▶ **DATA FOR ANALYSIS**:
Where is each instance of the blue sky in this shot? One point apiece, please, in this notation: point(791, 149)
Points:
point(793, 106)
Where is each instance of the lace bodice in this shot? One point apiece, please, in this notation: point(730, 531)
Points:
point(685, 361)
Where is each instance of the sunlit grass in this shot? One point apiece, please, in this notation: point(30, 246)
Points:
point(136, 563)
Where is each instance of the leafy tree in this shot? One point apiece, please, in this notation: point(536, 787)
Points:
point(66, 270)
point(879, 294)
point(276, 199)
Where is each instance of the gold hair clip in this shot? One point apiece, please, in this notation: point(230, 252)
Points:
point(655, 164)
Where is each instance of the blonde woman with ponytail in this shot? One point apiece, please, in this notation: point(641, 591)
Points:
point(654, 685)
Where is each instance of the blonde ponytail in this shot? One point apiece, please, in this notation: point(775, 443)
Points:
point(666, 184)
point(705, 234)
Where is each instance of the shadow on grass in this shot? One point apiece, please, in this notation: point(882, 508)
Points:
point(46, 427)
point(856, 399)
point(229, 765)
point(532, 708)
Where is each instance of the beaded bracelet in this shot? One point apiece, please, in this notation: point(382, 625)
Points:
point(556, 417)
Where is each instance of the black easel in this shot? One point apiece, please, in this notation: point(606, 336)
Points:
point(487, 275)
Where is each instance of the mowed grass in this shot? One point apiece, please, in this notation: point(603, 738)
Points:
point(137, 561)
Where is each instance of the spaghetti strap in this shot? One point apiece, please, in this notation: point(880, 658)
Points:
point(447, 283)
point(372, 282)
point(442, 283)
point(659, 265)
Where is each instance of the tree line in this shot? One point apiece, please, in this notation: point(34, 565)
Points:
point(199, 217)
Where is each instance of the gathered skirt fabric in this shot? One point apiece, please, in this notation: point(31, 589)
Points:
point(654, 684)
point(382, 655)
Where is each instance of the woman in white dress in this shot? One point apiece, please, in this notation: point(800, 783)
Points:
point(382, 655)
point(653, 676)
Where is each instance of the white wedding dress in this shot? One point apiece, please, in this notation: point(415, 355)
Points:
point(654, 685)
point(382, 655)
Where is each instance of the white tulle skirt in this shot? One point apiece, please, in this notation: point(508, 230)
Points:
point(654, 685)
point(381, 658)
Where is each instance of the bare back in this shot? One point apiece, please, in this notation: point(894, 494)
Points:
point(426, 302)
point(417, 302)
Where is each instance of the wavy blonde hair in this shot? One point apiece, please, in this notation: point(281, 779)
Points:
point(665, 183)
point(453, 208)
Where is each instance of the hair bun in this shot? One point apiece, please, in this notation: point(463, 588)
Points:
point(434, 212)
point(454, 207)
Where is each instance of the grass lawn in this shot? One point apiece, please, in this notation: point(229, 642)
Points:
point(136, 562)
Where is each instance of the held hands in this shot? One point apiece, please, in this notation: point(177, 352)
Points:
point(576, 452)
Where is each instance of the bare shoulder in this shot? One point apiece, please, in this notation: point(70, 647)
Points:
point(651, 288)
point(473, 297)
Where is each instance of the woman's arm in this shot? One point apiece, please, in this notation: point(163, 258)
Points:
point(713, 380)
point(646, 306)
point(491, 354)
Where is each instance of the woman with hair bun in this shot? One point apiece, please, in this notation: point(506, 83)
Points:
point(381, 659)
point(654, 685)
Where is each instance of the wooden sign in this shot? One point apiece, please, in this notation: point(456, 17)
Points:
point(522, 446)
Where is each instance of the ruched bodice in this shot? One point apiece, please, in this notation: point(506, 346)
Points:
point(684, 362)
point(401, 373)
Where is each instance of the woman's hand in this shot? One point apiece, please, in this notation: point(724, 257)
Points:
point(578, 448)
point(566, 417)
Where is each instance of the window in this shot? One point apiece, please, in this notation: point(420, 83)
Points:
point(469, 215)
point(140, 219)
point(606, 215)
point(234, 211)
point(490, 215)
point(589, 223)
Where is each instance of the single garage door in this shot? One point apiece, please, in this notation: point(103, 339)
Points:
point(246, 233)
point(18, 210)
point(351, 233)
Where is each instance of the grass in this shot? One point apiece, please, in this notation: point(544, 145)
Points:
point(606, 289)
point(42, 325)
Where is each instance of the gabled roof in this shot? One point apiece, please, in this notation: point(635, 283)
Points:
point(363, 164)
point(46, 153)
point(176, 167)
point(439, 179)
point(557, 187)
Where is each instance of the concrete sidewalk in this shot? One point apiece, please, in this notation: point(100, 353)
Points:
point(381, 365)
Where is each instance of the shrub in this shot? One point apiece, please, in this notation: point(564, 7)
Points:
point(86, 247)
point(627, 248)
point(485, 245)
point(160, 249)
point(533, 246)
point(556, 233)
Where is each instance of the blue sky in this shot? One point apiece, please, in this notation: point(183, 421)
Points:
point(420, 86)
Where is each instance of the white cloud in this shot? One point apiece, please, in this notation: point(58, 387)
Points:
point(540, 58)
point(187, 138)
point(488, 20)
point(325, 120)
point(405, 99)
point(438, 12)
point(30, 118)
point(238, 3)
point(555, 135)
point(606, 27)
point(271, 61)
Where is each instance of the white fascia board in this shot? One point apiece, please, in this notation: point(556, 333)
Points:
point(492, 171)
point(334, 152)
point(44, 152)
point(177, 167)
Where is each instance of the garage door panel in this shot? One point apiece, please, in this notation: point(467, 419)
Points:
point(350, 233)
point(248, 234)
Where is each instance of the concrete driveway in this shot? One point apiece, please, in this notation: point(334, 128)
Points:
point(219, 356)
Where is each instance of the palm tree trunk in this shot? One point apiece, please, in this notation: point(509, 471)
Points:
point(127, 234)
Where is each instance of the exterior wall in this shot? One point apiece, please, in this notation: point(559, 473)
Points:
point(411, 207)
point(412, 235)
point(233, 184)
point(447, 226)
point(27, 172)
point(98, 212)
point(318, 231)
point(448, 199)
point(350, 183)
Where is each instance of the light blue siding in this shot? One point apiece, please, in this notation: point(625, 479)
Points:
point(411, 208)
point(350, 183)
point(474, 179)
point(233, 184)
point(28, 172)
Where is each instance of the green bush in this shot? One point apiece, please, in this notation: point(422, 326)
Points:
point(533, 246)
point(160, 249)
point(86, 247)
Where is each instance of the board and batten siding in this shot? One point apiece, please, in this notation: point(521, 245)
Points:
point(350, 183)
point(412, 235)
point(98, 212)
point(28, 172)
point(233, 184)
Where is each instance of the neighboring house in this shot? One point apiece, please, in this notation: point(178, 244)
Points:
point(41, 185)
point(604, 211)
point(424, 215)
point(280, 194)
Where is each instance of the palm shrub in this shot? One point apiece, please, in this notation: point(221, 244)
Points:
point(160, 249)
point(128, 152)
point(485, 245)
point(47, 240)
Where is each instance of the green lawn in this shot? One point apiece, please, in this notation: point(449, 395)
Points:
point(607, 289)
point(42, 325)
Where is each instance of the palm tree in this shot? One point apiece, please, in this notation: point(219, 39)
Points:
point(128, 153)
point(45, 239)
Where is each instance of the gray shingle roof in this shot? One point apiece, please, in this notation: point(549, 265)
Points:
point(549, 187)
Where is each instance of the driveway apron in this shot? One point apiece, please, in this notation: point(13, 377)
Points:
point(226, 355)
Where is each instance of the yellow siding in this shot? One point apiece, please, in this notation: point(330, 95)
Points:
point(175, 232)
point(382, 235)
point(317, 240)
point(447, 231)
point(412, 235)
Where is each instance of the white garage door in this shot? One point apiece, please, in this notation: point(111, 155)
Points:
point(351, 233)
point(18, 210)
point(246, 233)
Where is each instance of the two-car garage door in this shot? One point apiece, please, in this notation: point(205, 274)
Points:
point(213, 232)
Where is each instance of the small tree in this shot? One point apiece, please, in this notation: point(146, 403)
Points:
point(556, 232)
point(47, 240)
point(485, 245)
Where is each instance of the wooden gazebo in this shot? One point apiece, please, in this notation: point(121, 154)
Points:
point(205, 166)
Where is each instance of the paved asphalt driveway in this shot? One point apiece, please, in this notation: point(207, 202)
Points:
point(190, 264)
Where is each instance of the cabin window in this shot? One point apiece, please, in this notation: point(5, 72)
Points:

▶ **ASSIGNMENT**: To answer, copy each line from the material above that has the word "ponytail".

▶ **TASK ANSWER**:
Where is each instance of the blonde woman with ponytail in this shot? One point apiece, please, in this notation: point(641, 591)
Where is each instance of the blonde ponytail in this shot? One point apiece, please, in this notation: point(775, 443)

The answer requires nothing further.